** SUPPLIED PASSAGE **
[Start]

Family law disputes present particularly difficult challenges. In the courthouse, a divorce, child custody case, or child support dispute follows most of the same forms as other lawsuits, but emotions tend to run much higher. A divorce, after all, marks the end of a marriage, among other family upheavals. Heartbreak is unavoidable. Feelings of anger or betrayal are common. Part of a family lawyer’s job is to guide clients through the legal process while keeping an eye on the emotional side of things. Too much negative emotion can slow a case down, making it harder to find a resolution, or even making it take longer to get a case to trial. That helps nobody in the long run. Luckily, there are alternatives to going to court in a Minnesota family law case.
Television and movies make courtroom trials look exciting, dramatic, and even glamorous at times. They are almost never any of those things. Family law cases can have drama, but not the glamorous kind. Judges do not want drama in their courtrooms. Minnesota therefore requires parties in family law cases to try alternative dispute resolution (ADR) before dragging one another to court.
Taking a case to trial is a long, slow, expensive process. Very few lawsuits ever actually go to trial. The vast majority end in a settlement of some sort. It is usually something that makes nobody particularly happy, but which is less time-consuming and less expensive than continuing to pursue the case. Family law cases are no different.
A divorce case begins with a petition filed in the county where the couple resides. If the spouses agree on all of the issues involved in the divorce — which really does happen sometimes —they can file a joint divorce petition. Otherwise, the lengthy litigation process begins.
What happens once a divorce has been filed depends on a wide range of factors, starting with whether the parties have children and how much property must be divided. Each party must determine what they want out of the divorce. If the case goes to trial, which might not be for a long time, they must be able to articulate what they want to the judge. Jury trials are not available in Minnesota divorce cases. Instead, the parties present their cases to a judge, who might not issue a decision for months after the trial. In all, the process can take months or years to complete.
The best-case scenario in a family law case is that the parties and their attorneys hammer out a settlement on their own. If that does not work, Minnesota requires litigants to attempt ADR before the case can go to trial. Rule 114.02 of the Minnesota General Rules of Practice defines numerous forms of ADR, some of which work better than others in family law disputes.
This form of ADR is growing increasingly common in employment and consumer disputes. The parties submit their dispute to a neutral third party known as an arbitrator, who has specialized training in dispute resolution. The arbitrator conducts a hearing that resembles a trial in many ways, and then makes a decision. That decision is only binding on the parties if they agreed ahead of time. If it is not binding, either party can reject the arbitrator’s decision.
This process is more common than arbitration in family law cases. A neutral third party called a mediator, who also has dispute resolution training, facilitates a discussion between the parties with the goal of helping them find a resolution. All parties might be in the same room during the mediation, or they might remain separate while the mediator goes back and forth between them. Rule 114.02(a)(7) states that the mediator cannot “impose his or her own judgment on the issues.” If mediation results in an agreement, the parties can ask the court to enter an order based on that agreement. If mediation does not lead to an agreement, the case may proceed to trial.

[End]

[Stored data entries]

[Start]

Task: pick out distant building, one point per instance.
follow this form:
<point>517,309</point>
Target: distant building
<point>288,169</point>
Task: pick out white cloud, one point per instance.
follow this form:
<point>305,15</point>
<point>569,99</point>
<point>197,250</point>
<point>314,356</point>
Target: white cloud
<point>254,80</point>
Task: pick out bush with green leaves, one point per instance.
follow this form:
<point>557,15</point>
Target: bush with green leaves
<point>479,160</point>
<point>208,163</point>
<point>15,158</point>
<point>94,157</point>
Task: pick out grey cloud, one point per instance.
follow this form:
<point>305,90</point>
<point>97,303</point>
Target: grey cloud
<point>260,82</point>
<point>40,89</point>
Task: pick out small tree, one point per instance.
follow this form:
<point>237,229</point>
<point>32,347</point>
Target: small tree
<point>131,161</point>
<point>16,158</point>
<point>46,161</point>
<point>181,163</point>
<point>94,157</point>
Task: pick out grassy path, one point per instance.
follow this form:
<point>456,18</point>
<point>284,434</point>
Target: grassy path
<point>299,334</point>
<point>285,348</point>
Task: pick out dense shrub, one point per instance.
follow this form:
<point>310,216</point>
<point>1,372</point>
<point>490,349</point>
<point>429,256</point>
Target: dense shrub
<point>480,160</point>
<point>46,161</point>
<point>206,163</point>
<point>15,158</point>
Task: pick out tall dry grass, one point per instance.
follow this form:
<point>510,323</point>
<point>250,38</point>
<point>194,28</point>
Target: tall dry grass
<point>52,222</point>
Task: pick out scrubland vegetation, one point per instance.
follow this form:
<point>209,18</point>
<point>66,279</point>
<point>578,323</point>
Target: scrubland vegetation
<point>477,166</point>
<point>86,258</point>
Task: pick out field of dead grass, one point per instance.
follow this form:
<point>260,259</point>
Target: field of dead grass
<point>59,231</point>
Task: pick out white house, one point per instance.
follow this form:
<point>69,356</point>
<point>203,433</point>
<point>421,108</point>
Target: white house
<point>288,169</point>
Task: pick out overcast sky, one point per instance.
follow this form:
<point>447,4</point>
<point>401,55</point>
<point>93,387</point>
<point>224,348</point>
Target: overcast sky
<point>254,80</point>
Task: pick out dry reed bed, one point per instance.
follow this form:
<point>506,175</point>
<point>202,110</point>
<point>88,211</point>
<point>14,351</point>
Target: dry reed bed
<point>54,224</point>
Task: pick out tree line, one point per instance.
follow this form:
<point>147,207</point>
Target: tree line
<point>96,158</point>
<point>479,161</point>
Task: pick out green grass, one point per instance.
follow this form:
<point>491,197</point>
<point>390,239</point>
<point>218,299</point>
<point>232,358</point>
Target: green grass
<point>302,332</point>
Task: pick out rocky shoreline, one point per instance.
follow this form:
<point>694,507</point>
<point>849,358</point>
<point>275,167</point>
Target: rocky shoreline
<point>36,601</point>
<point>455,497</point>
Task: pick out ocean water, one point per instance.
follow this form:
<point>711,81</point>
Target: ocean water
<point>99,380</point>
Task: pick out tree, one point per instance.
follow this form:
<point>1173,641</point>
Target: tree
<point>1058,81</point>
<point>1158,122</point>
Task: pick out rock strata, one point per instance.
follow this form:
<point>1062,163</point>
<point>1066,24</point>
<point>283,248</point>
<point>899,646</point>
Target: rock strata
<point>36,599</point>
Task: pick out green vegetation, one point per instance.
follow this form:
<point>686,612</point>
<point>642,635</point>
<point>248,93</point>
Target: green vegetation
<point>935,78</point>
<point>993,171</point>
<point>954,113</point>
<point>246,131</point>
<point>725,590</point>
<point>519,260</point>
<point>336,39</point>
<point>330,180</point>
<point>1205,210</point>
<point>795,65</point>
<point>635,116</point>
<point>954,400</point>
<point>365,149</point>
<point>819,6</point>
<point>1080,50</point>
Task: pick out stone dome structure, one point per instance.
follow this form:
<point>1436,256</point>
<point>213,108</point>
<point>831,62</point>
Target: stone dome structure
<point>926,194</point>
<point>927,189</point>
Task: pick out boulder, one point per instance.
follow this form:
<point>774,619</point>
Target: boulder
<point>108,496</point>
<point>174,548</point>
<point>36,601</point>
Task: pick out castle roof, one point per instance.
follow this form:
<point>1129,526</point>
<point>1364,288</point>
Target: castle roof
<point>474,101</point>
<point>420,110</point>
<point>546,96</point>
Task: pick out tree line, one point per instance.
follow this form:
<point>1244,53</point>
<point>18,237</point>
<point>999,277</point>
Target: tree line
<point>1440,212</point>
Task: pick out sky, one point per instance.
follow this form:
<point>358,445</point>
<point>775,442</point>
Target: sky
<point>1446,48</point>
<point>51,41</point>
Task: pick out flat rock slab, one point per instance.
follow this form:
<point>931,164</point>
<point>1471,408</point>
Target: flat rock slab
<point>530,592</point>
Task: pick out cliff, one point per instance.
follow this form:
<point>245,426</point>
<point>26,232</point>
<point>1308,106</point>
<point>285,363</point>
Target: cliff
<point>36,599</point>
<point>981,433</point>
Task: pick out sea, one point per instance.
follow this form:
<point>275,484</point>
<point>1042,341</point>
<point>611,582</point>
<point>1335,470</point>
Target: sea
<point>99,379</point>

[End]

** WRITTEN REQUEST A **
In the family law passage, which rule of the Minnesota General Rules of Practice defines the forms of alternative dispute resolution?
** WRITTEN REQUEST B **
Reproduce word for word the part of the family law passage starting at "Taking a case" and ending at "are no different.".

** EXPECTED OUTPUT A **
Rule 114.02.

** EXPECTED OUTPUT B **
Taking a case to trial is a long, slow, expensive process. Very few lawsuits ever actually go to trial. The vast majority end in a settlement of some sort. It is usually something that makes nobody particularly happy, but which is less time-consuming and less expensive than continuing to pursue the case. Family law cases are no different.